Page extract
==========

Re: [PATCH v2] bluetooth/l2cap: sync sock recv cb and release

Luiz Augusto von Dentz <luiz.dentz@xxxxxxxxx> · Thu, 20 Jun 2024 12:53:19 -0400

Hi Edward,

On Fri, Jun 14, 2024 at 9:46 PM Edward Adam Davis <eadavis@xxxxxx> wrote:
>
> The problem occurs between the system call to close the sock and hci_rx_work,
> where the former releases the sock and the latter accesses it without lock protection.
>
>            CPU0                       CPU1
>            ----                       ----
>            sock_close                 hci_rx_work
>            l2cap_sock_release         hci_acldata_packet
>            l2cap_sock_kill            l2cap_recv_frame
>            sk_free                    l2cap_conless_channel
>                                       l2cap_sock_recv_cb
>
> If hci_rx_work processes the data that needs to be received before the sock is
> closed, then everything is normal; Otherwise, the work thread may access the
> released sock when receiving data.

==========

Carry on the mailing-list reply about the Bluetooth L2CAP socket race, starting right after its last line.

Data block
==========

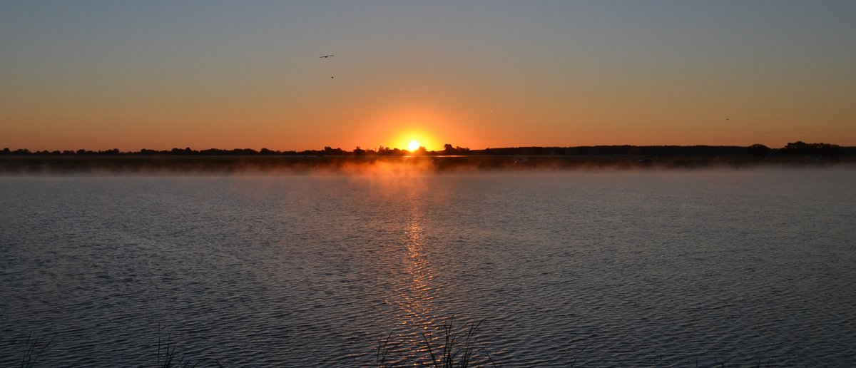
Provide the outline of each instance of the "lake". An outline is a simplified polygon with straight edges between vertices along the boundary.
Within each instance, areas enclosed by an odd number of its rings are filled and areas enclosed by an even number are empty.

==========

Response to the task
>
> Add a chan mutex in the rx callback of the sock to achieve synchronization between
> the sock release and recv cb.
>
> Sock is dead, so set chan data to NULL, avoid others use invalid sock pointer.
>
> Reported-and-tested-by: syzbot+b7f6f8c9303466e16c8a@xxxxxxxxxxxxxxxxxxxxxxxxx
> Signed-off-by: Edward Adam Davis <eadavis@xxxxxx>
> ---
>  net/bluetooth/l2cap_sock.c | 25 ++++++++++++++++++++++---
>  1 file changed, 22 insertions(+), 3 deletions(-)
>
> diff --git a/net/bluetooth/l2cap_sock.c b/net/bluetooth/l2cap_sock.c
> index 6db60946c627..f45cdf9bc985 100644
> --- a/net/bluetooth/l2cap_sock.c
> +++ b/net/bluetooth/l2cap_sock.c
> @@ -1239,6 +1239,10 @@ static void l2cap_sock_kill(struct sock *sk)
>
>         BT_DBG("sk %p state %s", sk, state_to_string(sk->sk_state));
>
> +       /* Sock is dead, so set chan data to NULL, avoid other task use invalid
> +        * sock pointer.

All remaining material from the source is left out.